- Stated goal A -
Please reproduce everything in the book description from "With a refreshing" down to "they are illuminating.", word for word.

- Document -
* * * * * * *

“You are a rare bird, easy to see but invisible just the same.” That thought is close at hand in Sparrow Envy: Field Guide to Birds and Lesser Beasts, as renowned naturalist and writer J. Drew Lanham explores his obsession with birds and all things wild in a mixture of poetry and prose. He questions vital assumptions taken for granted by so many birdwatchers: can birding be an escape if the birder is not in a safe place? Who is watching him as he watches birds?
With a refreshing balance of reverence and candor, Lanham paints a unique portrait of the natural world: listening to cicadas, tracking sandpipers, towhees, wrens, and cataloging fellow birdwatchers at a conference where he is one of two black birders. The resulting insights are as honest as they are illuminating.

* * * * * * *

- Stated goal B -
Write out again everything in the records from their first line down to the line containing "[[[87,129],[87,16],[0,7],[0,130]]]", requests included, with 82 added to every coordinate in the answer polygons.

* * * * * * *

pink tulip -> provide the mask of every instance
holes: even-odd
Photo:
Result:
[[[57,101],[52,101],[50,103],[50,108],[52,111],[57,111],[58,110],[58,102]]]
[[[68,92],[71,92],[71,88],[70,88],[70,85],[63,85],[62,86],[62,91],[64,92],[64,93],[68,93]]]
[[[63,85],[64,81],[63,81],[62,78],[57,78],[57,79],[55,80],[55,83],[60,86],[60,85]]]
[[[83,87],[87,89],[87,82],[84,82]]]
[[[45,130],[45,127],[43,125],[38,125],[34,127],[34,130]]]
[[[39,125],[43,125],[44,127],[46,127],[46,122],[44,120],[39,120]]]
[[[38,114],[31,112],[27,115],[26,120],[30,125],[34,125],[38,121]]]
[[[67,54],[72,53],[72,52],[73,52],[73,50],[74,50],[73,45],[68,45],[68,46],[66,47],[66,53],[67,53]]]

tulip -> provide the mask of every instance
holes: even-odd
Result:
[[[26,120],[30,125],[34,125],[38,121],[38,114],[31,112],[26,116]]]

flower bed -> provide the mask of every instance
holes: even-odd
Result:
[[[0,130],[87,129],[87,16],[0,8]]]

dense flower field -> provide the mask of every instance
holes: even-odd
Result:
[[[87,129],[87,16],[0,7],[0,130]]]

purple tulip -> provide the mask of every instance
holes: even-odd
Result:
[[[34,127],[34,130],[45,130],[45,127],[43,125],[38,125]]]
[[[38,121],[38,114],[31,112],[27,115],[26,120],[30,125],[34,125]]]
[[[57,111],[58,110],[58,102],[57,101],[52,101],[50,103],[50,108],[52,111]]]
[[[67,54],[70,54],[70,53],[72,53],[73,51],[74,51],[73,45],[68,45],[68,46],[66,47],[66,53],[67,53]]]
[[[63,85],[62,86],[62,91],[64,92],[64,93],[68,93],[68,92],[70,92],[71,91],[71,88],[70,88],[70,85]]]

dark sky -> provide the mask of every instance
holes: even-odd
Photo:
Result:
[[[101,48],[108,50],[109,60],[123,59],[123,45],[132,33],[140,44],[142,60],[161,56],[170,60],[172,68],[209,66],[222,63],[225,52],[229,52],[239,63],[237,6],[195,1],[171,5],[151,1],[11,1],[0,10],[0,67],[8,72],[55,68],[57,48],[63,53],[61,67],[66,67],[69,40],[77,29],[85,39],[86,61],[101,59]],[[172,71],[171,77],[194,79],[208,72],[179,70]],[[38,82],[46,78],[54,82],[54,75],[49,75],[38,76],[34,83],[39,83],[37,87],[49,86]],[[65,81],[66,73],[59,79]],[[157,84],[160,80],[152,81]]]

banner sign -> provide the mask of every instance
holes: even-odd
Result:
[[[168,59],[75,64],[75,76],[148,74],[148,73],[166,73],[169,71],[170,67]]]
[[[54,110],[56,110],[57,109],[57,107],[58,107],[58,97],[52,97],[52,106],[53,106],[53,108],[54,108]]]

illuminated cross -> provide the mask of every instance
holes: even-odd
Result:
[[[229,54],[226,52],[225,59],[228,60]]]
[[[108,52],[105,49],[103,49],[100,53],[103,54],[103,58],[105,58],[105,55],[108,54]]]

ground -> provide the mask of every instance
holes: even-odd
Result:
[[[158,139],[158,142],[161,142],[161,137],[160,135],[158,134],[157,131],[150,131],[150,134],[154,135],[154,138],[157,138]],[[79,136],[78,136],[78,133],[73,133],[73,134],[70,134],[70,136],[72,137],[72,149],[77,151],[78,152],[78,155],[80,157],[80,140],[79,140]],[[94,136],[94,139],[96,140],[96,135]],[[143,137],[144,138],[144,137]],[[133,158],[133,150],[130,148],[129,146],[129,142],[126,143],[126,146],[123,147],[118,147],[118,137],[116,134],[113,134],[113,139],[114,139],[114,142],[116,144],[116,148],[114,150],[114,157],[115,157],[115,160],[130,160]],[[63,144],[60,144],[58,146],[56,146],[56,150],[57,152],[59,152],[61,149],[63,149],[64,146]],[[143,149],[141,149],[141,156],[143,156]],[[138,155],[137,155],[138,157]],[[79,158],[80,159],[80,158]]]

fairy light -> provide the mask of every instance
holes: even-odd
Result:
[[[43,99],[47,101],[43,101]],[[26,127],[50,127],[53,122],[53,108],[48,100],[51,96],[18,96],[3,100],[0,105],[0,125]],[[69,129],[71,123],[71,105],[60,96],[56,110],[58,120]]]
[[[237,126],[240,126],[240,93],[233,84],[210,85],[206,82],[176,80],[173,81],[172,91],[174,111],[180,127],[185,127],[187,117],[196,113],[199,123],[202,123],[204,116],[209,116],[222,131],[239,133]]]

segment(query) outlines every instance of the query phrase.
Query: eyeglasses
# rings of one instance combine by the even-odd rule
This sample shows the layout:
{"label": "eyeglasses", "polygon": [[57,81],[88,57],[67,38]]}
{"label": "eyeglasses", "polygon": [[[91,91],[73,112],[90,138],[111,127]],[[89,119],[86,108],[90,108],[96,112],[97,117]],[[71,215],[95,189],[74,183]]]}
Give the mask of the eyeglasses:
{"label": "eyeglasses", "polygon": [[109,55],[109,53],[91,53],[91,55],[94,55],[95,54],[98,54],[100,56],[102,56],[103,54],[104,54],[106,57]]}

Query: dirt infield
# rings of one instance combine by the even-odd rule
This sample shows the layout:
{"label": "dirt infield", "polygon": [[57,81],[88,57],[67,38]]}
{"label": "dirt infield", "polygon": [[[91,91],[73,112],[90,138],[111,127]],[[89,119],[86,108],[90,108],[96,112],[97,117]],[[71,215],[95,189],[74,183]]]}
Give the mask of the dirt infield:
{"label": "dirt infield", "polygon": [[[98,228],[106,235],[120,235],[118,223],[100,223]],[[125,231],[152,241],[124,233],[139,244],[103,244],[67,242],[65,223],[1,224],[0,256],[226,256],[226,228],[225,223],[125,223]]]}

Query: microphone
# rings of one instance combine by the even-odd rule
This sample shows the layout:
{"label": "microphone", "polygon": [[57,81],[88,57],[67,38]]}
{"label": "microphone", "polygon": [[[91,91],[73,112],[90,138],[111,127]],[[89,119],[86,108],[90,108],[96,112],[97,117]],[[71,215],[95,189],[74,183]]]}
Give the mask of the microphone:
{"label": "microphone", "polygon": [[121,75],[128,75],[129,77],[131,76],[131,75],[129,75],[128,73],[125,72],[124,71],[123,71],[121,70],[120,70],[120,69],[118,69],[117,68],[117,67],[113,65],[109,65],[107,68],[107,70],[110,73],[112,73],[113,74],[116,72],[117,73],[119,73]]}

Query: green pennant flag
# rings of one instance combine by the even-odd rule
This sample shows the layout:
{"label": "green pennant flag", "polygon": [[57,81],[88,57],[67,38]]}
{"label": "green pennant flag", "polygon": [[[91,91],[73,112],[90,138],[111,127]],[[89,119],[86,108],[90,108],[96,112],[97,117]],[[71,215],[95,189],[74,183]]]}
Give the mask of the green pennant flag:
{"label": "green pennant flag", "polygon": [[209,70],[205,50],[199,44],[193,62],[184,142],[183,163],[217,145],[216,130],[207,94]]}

* * * * * * *

- Written response A -
With a refreshing balance of reverence and candor, Lanham paints a unique portrait of the natural world: listening to cicadas, tracking sandpipers, towhees, wrens, and cataloging fellow birdwatchers at a conference where he is one of two black birders. The resulting insights are as honest as they are illuminating.

- Written response B -
pink tulip -> provide the mask of every instance
holes: even-odd
Photo:
Result:
[[[139,183],[134,183],[132,185],[132,190],[134,193],[139,193],[140,192],[140,184]]]
[[[150,174],[153,174],[153,170],[152,170],[152,167],[145,167],[144,168],[144,173],[146,174],[146,175],[150,175]]]
[[[145,167],[146,163],[145,163],[144,160],[139,160],[139,161],[137,162],[137,165],[142,168],[142,167]]]
[[[165,169],[169,171],[169,164],[166,164]]]
[[[127,212],[127,209],[125,207],[120,207],[116,209],[116,212]]]
[[[121,207],[125,207],[126,209],[128,209],[128,204],[126,202],[121,202]]]
[[[120,196],[113,194],[109,197],[108,202],[112,207],[116,207],[120,203]]]
[[[149,136],[154,135],[154,134],[155,134],[155,132],[156,132],[155,127],[150,127],[150,128],[148,129],[148,135],[149,135]]]

tulip -> provide the mask of every instance
holes: even-odd
Result:
[[[108,202],[112,207],[116,207],[120,203],[120,196],[113,194],[108,198]]]

flower bed -> provide the mask of every instance
holes: even-odd
Result:
[[[82,212],[169,211],[169,98],[82,90]]]

dense flower field -> provide the mask of every instance
holes: even-odd
Result:
[[[169,211],[169,98],[82,89],[82,212]]]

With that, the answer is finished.